Si parla sempre più del consumo critico di cibo, specialmente della carne. E da questo presupposto nascono gli allevamenti etici
Da qualche anno a questa parte anche in Italia sta entrando piano piano l’idea di ‘conoscere ciò che si mangia’. Ed allora sono aumentate le abitudini di leggere le etichette del cibo, per scovare ingredienti sgraditi, allergeni. O semplicemente per cercare di capire l’origine del prodotto di derivazione animale. Dunque dove l’animale è stato allevato, dove è stato macellato, e di quale tipo di allevamento ha fatto parte. Gli allevamenti sono segnalati nella maggior parte per le certificazioni biologiche, ed anche nel caso delle uova.
Ogni uovo infatti è marchiato con un numero, che corrisponde al tipo di allevamento a cui la gallina è stata sottoposta. Allevamento intensivo, in gabbia, a terra, biologico etc. Si dovrebbe implementare una classificazione simile anche per carne e pesce da supermercato, ed invece, a meno che non ci sia il marchio biologico o biodinamico, non è semplice recuperare le informazioni sulla carne che si va a mangiare.
L’Italia è uno dei Paesi europei con l’etichettatura più trasparente, il che significa facilmente leggibile dal consumatore. Purtroppo sulla questione degli allevamenti intensivi c’è ancora molto da fare. Ovviamente la soluzione migliore sarebbe eliminarli. Ma dato che la popolazione mondiale richiede un consumo di carne spropositato, allora almeno che si possa mettere il consumatore nelle condizioni di scegliere. Gli allevamenti ideali sarebbero non solo utili al benessere animale, ma anche alla salute dell’individuo. È noto che la paura, lo stress e lo stile di vita malsano incidono sulla qualità della carne, e potrebbero trasmettere anche all’uomo delle tossine.

Attività da svolgere>
(1) Stabilisci se ciascuna affermazione concorda con il brano sugli allevamenti etici, rispondendo sì o no e citando alla lettera le parole del brano che lo decidono.
(a) Ogni uovo porta un numero che corrisponde al tipo di allevamento della gallina.
(b) Per la carne da supermercato è sempre facile sapere com'è stato allevato l'animale.
(c) L'Italia è tra i Paesi europei con l'etichettatura più trasparente.
(2) Rispondi alle domande sul brano sugli allevamenti etici.
(a) Oltre agli ingredienti sgraditi, che cosa si cerca di scovare leggendo le etichette del cibo?
(b) Quale sarebbe la soluzione migliore per gli allevamenti intensivi?
(c) Quali fattori incidono sulla qualità della carne?
(3) Prosegui il brano sugli allevamenti etici dopo la sua ultima frase.
Le righe riportate qui sotto provengono da una fonte diversa.

Righe a disposizione>
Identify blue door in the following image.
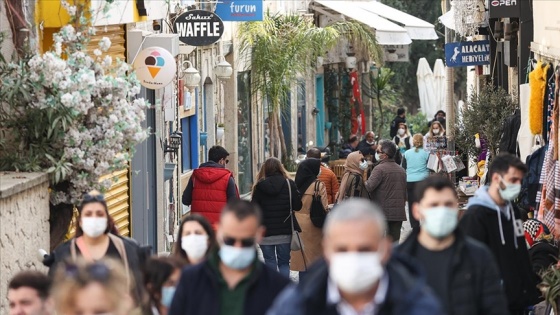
[315,74,325,147]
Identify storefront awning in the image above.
[312,0,438,45]
[355,1,438,40]
[312,0,412,45]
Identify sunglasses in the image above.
[223,236,255,247]
[64,262,111,284]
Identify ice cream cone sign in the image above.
[134,47,177,89]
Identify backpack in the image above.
[309,180,327,228]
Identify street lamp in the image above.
[214,56,233,80]
[181,60,200,91]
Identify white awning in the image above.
[313,0,412,45]
[353,1,438,40]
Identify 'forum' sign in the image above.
[173,10,224,46]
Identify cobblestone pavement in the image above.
[258,206,412,282]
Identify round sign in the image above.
[133,47,177,90]
[173,10,224,46]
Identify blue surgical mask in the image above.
[220,244,256,270]
[422,207,458,238]
[161,287,175,308]
[500,178,521,201]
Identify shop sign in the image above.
[445,40,490,67]
[173,10,224,46]
[215,0,263,21]
[488,0,525,19]
[382,45,410,62]
[133,47,177,90]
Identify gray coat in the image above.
[366,159,406,221]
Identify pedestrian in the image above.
[168,200,290,315]
[395,175,509,315]
[252,157,301,278]
[52,258,135,315]
[307,148,340,205]
[339,135,360,159]
[403,133,430,230]
[267,199,444,315]
[49,191,143,303]
[358,131,377,162]
[393,123,412,154]
[366,140,406,242]
[389,107,406,138]
[290,159,328,281]
[336,151,369,203]
[459,154,540,315]
[424,120,447,152]
[173,214,217,265]
[144,256,183,315]
[183,145,239,226]
[8,270,54,315]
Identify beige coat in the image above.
[290,182,328,271]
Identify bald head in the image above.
[307,148,321,159]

Soluzioni>
(1)
(a) Sì: «Ogni uovo infatti è marchiato con un numero, che corrisponde al tipo di allevamento a cui la gallina è stata sottoposta.»
(b) No: «a meno che non ci sia il marchio biologico o biodinamico, non è semplice recuperare le informazioni sulla carne che si va a mangiare»
(c) Sì: «L’Italia è uno dei Paesi europei con l’etichettatura più trasparente»

(2)
(a) Gli allergeni.
(b) Eliminarli.
(c) La paura, lo stress e lo stile di vita malsano.

(3)
Quindi gli allevamenti etici dovrebbero innanzitutto donare nuovamente spazi agli animali, di modo che possano correre e vivere in modo sano. Inoltre la riproduzione deve avvenire in maniera naturale e non strappando via il neonato alla madre appena nato per somministrargli gli ormoni della crescita e gli antibiotici – che poi finiscono nella carne e nelle feci utilizzate come concime – e macellarlo anzitempo. E poi è fondamentale il cibo che viene dato. Per i ruminanti non deve essere assolutamente di origine animale, ma vegetale, preferibilmente coltivato in maniera naturale nella stessa fattoria dove vivono gli animali. Così si può creare un circolo virtuoso che parte dalla natura e finisce nella natura.